= Selected text =
GATLINBURG, TN — Discover Life in America (DLiA) invites the public to the tenth annual Great Smoky Mountains Salamander Ball on Wheels on Thursday, October 15, 2020 from 6:00 – 9:30 PM at Parkway Drive In Theater in Maryville, TN. This is a family friendly, COVID adapted, fundraising event for DLiA, celebrating the diversity of life in Great Smoky Mountains National Park.



This year’s Ball has been adapted to keep attendees safe in their cars but will provide great local entertainment. The lineup includes local musician Bill Mize perform acoustic guitar sets, along with a reading of the Great Smoky Mountains Salamander Ball book by author Lisa Hortsman and the main feature film Hidden Rivers. This gorgeous film, created by the non-profit Freshwaters Illustrated, showcases several waterways in our region and fits exceedingly well with our mission of biodiversity conservation.

DLIA’s annual conservation award will be presented to Richard Powers. Richard lives in Townsend, TN and is likely the first novelist ever to win the Pulitzer Prize (2019) for a book about trees. His New York Times best-selling book, The Overstory, received universal acclaim, especially among members of the environmental community. The book explores complex characters and their lifelong relationship with trees and forest ecosystems.



Additionally, there will be a Halloween Car-stume Contest. The top best dressed cars will receive some great prizes. Categories include spookiest, funniest, and most unique.

Salamander Ball tickets can be purchased for $40 per car. Sponsorships for the event are also available! For more information and to purchase tickets, visit dlia.org/event/salamander-ball-2020. All proceeds from this event fund DLiA’s mission in the Smokies.

= Work to complete =
A - According to the Salamander Ball announcement, who will receive DLiA's annual conservation award?
B - Write the next part of the Salamander Ball announcement, picking up after its final sentence.

= Data section =
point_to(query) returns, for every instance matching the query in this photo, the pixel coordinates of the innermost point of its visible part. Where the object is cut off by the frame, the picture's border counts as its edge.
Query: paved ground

= Answers by task =
A - Richard Powers

B -
Since its establishment in 1998, DLiA has been committed to discovering, understanding, and conserving biological diversity around the globe. Their flagship project, the All Taxa Biodiversity Inventory (ATBI), aims to catalog every kind of plant, animal, and other organism inhabiting Great Smoky Mountains National Park. To date, the ATBI has discovered over 10,000 species in the park, including more than 1,000 new species to science, but there is much more to discover!



“The Smokies faces a number of outside threats from air pollution to over development,” said Todd Witcher, Executive Director of DLiA. “The ATBI is more than just identifying and counting species of life. It is about understanding habitats, ecosystems, and relationships between species. We know so little about the web of life, and so many species are disappearing forever. The more we understand about the natural world, the better equipped we are to preserve and maintain it.”

DLiA’s mission is to discover, understand, and conserve biological diversity. DLiA’s flagship project, the ATBI (All Taxa Biodiversity Inventory), is a joint effort with the National Park System to identify and understand every species within Great Smoky Mountains National Park. To date, DLiA has helped add over 10,000 species to the inventory of life in the park, 1,026 which are new to science.